When changing the strings of my bass or guitar, I've been told that this has to be done string by string because apparently, removing all the strings brings damage to the sound of the instrument (they don't tell me what is the damage tho).

Is this true? What is the correct way to change the strings of my instrument?


I have been playing guitars for well over 40 years, and have owned dozens and dozens of them. I have changed the strings on (and done proper set-up for neck flatness, string action, and intonation) probably a hundred in all my years.

Though I can see that there might be some benefit from changing the strings out one at a time, I can also confess that I have never had a single problem result from taking them all off, and then carefully restringing, after taking the time to polish the frets.

As MickeyF stated, if your guitar becomes damaged from removing all the strings at once, it's probably not all that well made, or you made the mistake of cutting them off without first un-winding them to a slack state in the first place.

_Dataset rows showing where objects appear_

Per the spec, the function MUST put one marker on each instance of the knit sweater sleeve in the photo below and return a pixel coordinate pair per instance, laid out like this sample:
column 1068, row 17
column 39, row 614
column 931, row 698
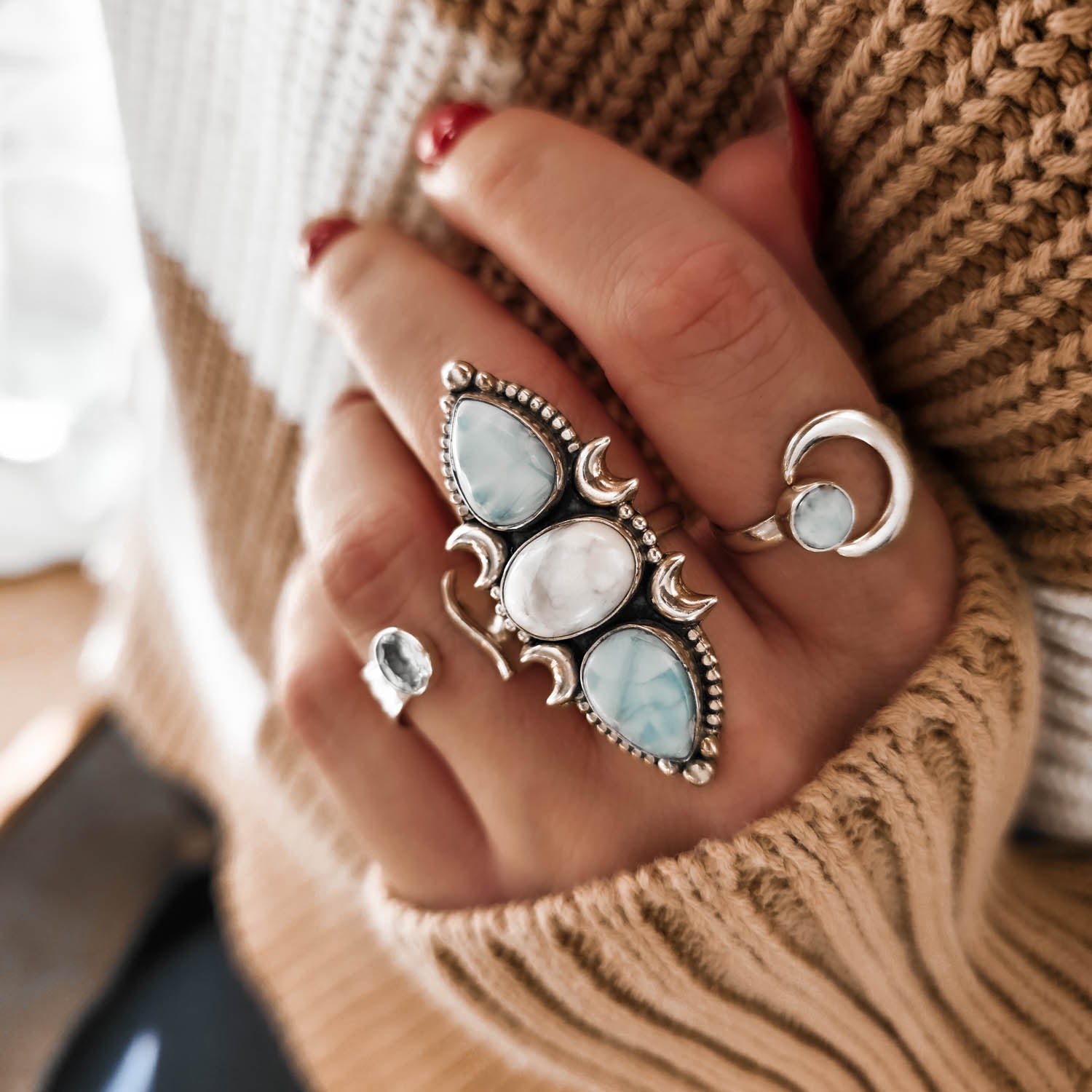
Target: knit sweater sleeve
column 877, row 934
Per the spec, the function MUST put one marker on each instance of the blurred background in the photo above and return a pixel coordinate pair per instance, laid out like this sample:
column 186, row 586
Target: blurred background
column 87, row 838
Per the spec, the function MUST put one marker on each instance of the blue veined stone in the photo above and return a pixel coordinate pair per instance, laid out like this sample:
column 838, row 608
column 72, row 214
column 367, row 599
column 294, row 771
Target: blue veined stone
column 505, row 471
column 637, row 685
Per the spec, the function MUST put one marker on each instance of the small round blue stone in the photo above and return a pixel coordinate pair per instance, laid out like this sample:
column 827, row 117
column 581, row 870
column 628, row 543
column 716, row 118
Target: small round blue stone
column 636, row 684
column 505, row 472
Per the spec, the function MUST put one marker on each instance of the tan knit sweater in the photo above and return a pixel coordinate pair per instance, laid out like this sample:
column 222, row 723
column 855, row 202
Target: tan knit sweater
column 885, row 932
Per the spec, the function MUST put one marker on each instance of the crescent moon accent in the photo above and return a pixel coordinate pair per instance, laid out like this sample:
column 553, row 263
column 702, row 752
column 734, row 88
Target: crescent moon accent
column 594, row 482
column 672, row 598
column 886, row 443
column 559, row 662
column 487, row 642
column 486, row 546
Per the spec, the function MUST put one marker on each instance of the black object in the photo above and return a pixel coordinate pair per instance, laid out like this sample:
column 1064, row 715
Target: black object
column 177, row 1018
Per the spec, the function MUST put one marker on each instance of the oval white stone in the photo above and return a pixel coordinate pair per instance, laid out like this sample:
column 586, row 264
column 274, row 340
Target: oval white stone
column 569, row 578
column 506, row 472
column 637, row 684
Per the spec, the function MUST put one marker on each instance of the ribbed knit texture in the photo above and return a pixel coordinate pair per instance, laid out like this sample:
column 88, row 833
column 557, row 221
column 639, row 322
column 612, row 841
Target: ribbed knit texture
column 880, row 934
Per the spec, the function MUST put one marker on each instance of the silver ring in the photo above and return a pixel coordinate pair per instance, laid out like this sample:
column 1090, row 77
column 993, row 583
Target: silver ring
column 578, row 576
column 400, row 666
column 818, row 515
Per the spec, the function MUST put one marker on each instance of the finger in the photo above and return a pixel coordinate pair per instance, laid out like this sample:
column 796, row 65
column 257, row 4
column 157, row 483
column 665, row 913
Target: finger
column 700, row 331
column 397, row 306
column 376, row 529
column 769, row 183
column 403, row 799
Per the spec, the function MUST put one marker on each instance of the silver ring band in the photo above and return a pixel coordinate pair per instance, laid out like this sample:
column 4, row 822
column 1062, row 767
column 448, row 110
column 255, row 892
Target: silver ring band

_Aim_
According to the discussion on changing guitar strings, what mistake besides owning a poorly made guitar could lead to damage when all the strings are removed at once?

_Task solution_
Cutting the strings off without first unwinding them to a slack state.